▶ [Problem to solve]:
Please return, unchanged and with nothing else, the part of the records below that opens with the line containing "of the driveway" and closes with the line containing "17L1 17L1 51L2", both of those lines included.
(begin)
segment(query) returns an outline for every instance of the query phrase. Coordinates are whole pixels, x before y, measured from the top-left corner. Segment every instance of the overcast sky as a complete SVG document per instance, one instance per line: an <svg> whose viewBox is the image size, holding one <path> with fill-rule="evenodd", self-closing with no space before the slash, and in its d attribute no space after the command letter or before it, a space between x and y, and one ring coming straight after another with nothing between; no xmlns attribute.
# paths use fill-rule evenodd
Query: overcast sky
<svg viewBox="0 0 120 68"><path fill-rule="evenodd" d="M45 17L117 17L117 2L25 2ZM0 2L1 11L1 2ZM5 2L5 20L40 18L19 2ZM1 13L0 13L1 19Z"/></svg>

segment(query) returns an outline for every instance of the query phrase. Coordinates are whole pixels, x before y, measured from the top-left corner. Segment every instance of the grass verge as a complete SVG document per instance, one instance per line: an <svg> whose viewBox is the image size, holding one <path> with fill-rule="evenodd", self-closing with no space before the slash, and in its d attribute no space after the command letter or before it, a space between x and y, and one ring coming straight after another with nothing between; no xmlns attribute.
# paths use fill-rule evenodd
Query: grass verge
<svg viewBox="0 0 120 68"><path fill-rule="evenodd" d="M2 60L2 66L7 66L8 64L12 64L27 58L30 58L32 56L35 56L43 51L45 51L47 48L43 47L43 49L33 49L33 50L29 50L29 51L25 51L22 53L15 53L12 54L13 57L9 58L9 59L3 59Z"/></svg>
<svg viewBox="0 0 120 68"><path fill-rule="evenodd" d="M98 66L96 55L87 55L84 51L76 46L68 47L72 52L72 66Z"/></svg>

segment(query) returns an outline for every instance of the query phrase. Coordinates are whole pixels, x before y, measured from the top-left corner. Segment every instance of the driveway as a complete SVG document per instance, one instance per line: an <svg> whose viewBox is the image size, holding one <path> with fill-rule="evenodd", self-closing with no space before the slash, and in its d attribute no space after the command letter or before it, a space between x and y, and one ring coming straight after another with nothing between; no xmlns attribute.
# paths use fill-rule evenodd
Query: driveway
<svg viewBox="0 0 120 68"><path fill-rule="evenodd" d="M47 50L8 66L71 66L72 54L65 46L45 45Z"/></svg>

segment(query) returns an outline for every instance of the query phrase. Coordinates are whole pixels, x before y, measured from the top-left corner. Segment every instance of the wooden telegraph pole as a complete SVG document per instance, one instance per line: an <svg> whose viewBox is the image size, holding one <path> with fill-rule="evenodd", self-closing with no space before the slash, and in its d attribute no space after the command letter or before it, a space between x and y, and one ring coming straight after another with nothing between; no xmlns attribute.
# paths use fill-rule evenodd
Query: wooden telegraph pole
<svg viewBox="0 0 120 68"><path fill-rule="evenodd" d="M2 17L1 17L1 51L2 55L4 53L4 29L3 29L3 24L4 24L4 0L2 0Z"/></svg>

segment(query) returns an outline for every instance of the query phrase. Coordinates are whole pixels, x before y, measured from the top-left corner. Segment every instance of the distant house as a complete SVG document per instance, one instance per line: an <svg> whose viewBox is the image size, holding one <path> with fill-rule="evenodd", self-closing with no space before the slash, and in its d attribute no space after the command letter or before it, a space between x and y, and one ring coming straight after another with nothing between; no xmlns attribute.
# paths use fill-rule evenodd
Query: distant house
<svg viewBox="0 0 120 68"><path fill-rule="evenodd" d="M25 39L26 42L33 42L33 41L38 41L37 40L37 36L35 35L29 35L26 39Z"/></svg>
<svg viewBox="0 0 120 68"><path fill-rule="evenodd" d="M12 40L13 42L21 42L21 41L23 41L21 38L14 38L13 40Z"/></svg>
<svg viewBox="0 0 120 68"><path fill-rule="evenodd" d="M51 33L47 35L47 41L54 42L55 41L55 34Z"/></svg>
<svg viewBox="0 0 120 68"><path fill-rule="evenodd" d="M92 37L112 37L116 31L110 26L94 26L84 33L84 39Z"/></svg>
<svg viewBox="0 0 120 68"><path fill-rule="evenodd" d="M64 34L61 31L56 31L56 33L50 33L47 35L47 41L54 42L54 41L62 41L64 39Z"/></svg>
(end)
▶ [The response]:
segment(query) returns an outline for every instance of the query phrase. Coordinates are whole pixels, x before y, measured from the top-left corner. Segment every instance of the driveway as a complete SVG document per instance, one instance per line: an <svg> whose viewBox is the image size, holding one <path> with fill-rule="evenodd", self-closing with no space before the slash, and in its d attribute no space after the command letter or before it, a space between x and y, and one ring coming straight after another with nothing between; no xmlns attribute.
# paths use fill-rule evenodd
Query: driveway
<svg viewBox="0 0 120 68"><path fill-rule="evenodd" d="M47 50L8 66L71 66L72 54L65 46L45 45Z"/></svg>

segment(query) returns an outline for every instance of the query phrase. Coordinates are whole pixels, x before y, measured from the top-left corner. Segment every instance of the wooden telegraph pole as a complete SVG document per instance, one instance per line: an <svg> whose viewBox is the image size, holding one <path> with fill-rule="evenodd", self-closing with no space before the slash, and in its d attribute no space after the command letter or before it, a space between x and y, and one ring coming straight after another with nothing between; no xmlns attribute.
# paths use fill-rule evenodd
Query: wooden telegraph pole
<svg viewBox="0 0 120 68"><path fill-rule="evenodd" d="M2 17L1 17L1 51L2 55L4 53L4 29L3 29L3 24L4 24L4 0L2 0Z"/></svg>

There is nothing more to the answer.